## Exercise objective
Can you copy the items from the first line through the line holding "85,80 -> 238,102", inclusive, with every request kept and each coordinate in the answers shifted up by 139?

[Dataset rows]
^^^^

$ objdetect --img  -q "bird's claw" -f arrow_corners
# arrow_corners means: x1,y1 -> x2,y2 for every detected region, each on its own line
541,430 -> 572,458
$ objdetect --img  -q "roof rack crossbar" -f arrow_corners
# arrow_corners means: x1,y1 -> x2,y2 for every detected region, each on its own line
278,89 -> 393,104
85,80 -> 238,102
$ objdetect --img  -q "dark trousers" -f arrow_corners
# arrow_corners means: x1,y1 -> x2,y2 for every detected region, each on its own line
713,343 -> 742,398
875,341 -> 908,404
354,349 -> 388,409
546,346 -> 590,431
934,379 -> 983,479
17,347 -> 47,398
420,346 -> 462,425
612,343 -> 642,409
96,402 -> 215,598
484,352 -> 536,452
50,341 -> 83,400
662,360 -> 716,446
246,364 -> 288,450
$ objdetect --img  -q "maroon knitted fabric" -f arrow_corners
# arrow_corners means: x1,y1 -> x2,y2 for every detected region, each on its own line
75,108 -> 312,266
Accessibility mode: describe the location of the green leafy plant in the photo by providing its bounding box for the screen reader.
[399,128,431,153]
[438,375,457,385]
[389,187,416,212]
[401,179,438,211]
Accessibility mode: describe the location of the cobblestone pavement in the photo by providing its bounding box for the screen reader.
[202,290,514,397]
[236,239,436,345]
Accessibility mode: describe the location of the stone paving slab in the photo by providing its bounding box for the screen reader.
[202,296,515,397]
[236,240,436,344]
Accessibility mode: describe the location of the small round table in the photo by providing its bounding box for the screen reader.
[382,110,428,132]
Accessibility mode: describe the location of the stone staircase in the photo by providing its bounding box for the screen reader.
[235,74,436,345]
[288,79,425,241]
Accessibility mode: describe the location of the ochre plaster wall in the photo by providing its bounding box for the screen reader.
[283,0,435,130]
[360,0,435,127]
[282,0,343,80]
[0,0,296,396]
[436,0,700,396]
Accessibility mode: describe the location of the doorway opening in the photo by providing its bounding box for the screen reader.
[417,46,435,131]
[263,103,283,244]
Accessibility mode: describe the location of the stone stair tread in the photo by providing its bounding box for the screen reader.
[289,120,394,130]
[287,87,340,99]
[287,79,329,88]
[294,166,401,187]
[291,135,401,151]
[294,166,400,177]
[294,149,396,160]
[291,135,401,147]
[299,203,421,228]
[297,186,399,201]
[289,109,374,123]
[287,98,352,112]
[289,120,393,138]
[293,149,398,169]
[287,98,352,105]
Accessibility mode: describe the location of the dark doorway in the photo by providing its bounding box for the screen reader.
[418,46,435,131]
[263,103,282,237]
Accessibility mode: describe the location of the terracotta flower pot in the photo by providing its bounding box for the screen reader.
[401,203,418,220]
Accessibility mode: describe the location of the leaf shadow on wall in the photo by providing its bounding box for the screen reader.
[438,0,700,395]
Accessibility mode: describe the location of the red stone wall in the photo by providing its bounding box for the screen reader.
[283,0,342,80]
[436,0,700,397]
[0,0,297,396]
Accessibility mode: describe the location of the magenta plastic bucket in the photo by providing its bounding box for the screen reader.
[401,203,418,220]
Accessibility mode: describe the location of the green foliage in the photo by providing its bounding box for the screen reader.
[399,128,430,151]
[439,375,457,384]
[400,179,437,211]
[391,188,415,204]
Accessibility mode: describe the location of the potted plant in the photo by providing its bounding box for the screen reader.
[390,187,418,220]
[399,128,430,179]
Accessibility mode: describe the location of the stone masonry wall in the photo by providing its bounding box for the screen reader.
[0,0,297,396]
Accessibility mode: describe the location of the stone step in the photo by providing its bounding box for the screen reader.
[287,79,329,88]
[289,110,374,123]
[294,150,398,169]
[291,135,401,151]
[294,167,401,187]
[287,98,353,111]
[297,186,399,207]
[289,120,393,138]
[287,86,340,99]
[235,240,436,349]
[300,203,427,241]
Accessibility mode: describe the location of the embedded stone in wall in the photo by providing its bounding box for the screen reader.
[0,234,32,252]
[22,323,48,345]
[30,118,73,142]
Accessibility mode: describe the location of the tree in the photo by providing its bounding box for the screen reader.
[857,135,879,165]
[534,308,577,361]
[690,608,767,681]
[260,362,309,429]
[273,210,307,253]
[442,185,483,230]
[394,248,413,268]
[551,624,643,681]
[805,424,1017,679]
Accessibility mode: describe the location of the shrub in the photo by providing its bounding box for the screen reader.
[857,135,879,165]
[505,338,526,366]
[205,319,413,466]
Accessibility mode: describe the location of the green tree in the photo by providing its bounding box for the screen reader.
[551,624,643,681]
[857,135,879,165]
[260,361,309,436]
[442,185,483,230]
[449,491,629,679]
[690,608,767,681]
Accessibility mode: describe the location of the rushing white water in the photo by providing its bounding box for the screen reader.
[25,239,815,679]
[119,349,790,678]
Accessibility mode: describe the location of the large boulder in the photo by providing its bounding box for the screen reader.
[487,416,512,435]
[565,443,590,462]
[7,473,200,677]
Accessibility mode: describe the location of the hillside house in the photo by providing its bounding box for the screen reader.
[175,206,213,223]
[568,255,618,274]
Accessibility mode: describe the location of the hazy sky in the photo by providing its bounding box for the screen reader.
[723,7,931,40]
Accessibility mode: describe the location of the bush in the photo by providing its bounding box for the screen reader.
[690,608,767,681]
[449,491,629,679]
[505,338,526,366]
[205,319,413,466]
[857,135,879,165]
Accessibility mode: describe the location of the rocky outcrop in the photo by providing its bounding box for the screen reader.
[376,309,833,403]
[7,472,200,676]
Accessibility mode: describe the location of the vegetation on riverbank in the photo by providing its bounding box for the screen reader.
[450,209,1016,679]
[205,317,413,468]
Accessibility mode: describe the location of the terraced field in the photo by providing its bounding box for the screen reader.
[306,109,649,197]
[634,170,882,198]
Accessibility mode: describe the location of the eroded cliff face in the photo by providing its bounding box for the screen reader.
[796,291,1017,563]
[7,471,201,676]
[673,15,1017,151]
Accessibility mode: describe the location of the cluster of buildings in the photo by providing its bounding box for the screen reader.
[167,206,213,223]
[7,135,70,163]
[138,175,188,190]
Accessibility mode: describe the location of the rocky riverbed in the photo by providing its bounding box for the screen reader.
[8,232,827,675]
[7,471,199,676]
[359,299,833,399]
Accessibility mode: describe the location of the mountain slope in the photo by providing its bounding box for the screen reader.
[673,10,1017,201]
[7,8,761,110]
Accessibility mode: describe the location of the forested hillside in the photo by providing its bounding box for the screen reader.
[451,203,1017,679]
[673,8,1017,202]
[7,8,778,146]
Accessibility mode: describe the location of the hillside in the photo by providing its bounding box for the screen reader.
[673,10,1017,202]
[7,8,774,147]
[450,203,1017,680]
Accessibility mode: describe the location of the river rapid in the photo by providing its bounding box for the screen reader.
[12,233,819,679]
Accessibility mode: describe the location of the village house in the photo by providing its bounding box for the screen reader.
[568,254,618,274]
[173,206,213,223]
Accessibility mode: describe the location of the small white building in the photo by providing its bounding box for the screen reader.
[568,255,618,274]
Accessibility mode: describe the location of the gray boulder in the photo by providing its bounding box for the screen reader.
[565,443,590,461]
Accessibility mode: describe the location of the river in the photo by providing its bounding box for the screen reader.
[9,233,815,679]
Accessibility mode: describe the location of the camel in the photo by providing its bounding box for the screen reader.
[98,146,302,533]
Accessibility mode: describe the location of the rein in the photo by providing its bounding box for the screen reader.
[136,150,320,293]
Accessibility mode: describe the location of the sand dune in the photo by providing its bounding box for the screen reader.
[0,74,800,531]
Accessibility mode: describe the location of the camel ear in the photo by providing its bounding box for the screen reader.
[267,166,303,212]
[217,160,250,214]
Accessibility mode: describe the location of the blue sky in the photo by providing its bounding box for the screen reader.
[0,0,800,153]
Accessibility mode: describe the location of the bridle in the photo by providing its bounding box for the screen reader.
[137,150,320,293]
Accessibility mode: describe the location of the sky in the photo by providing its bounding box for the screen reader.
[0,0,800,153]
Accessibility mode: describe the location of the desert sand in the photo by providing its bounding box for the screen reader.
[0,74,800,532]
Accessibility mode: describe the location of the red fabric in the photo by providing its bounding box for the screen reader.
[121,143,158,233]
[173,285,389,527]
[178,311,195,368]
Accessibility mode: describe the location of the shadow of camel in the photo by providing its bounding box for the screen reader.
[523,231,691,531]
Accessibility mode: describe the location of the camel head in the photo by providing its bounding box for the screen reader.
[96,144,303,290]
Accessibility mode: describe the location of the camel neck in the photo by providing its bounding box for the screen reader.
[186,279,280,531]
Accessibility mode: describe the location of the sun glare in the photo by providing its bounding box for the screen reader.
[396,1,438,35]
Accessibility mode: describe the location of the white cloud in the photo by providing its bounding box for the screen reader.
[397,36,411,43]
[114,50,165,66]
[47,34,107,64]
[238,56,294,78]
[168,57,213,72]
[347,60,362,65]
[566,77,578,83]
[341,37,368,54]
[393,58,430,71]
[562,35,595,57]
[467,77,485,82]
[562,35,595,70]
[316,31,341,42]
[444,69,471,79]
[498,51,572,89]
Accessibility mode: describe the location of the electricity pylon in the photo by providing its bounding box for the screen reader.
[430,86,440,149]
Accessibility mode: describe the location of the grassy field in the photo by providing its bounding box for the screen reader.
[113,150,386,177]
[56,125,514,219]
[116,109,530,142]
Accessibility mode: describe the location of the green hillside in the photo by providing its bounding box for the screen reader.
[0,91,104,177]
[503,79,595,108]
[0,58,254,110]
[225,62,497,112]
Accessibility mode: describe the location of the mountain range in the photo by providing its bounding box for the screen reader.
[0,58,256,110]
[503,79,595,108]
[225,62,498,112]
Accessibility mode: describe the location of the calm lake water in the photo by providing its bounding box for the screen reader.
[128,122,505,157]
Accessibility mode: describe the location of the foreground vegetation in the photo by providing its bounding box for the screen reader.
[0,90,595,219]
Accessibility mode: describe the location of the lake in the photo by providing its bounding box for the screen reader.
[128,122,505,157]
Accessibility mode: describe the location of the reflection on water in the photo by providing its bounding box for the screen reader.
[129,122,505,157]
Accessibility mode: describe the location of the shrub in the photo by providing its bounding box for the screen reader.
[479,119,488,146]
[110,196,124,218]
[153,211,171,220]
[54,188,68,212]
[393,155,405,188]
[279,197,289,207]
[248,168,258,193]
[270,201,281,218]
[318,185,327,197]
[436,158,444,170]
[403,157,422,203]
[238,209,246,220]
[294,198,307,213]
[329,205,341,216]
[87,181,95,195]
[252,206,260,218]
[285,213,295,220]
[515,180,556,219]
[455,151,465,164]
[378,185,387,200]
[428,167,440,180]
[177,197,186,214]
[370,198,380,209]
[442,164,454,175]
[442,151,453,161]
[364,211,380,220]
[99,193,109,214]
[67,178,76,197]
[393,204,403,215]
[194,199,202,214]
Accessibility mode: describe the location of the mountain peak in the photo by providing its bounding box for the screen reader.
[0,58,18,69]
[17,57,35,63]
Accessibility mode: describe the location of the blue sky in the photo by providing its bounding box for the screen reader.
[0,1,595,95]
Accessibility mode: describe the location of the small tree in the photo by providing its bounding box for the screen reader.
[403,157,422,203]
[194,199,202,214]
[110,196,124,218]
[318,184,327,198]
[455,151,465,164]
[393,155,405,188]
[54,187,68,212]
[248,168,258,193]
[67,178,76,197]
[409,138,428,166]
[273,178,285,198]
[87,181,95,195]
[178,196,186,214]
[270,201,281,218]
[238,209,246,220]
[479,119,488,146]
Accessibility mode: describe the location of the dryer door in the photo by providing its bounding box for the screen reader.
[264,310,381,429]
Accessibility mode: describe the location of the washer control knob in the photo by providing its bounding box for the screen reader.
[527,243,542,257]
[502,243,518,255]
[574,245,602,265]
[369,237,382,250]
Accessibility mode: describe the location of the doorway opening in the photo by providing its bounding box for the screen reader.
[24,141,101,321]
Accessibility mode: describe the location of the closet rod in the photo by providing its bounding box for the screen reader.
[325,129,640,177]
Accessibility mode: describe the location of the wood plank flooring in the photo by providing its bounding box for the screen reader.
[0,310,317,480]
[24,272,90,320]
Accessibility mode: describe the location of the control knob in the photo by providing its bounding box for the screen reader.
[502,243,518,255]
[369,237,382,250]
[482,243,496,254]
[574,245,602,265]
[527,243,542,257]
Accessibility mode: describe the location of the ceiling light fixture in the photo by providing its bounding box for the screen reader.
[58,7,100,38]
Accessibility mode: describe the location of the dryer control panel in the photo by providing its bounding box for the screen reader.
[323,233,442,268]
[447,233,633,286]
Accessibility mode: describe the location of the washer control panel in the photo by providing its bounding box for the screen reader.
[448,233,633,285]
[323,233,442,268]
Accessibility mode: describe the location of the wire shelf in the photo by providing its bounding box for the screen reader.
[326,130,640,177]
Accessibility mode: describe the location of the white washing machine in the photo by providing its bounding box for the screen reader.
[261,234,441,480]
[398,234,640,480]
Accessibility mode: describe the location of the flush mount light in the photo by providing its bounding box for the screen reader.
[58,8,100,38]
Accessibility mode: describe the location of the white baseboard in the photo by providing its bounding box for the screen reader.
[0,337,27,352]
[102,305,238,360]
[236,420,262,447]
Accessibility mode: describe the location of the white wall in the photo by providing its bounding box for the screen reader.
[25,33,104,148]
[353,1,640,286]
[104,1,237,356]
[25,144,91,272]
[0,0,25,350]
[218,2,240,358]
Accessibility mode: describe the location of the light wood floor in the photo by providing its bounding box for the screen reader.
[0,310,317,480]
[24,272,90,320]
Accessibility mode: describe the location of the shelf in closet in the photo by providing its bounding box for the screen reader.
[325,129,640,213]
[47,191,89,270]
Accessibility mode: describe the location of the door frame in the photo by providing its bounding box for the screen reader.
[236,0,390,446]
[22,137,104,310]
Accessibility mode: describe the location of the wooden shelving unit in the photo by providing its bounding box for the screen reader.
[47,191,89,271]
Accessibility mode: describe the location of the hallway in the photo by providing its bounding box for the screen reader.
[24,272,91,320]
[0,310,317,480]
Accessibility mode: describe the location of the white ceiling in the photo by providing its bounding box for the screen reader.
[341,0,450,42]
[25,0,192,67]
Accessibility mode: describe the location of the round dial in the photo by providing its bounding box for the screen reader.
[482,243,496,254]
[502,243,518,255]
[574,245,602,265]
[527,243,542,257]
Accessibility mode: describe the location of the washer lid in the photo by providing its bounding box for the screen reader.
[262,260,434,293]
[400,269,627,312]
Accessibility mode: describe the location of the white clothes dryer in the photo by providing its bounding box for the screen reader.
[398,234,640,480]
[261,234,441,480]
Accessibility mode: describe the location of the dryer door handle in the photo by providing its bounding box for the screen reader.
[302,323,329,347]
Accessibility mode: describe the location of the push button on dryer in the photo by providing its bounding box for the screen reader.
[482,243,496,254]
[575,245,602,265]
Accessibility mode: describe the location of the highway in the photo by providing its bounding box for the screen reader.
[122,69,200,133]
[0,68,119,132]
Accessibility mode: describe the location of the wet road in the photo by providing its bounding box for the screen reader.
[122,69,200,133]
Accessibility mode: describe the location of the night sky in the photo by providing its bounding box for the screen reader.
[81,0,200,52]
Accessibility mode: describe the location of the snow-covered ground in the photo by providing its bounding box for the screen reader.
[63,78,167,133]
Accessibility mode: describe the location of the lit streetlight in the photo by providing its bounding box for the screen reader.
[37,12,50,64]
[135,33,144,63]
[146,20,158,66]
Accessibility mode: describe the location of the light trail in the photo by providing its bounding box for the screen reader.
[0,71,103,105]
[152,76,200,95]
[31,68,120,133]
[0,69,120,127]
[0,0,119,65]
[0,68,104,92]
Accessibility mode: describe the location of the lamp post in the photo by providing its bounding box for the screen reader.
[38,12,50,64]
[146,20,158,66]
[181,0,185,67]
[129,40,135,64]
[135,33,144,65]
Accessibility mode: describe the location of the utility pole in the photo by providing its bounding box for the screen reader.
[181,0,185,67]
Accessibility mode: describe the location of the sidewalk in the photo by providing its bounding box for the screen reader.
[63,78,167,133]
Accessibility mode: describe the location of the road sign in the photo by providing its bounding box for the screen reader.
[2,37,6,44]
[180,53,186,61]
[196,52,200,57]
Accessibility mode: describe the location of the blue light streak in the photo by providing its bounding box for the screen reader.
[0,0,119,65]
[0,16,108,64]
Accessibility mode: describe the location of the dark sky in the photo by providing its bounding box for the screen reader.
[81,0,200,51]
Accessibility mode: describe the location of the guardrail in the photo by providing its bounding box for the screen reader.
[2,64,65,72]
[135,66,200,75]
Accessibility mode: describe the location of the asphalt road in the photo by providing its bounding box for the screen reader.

^^^^

## Answer in full
$ objdetect --img  -q "bird's claw" -f arrow_corners
# arrow_corners means: x1,y1 -> x2,y2 for every detected region, each on its own line
680,569 -> 711,597
$ objdetect --img  -q "roof rack crossbar" -f arrow_corners
# arrow_corners means: x1,y1 -> x2,y2 for every detected region, each on its own line
417,228 -> 532,243
224,219 -> 377,241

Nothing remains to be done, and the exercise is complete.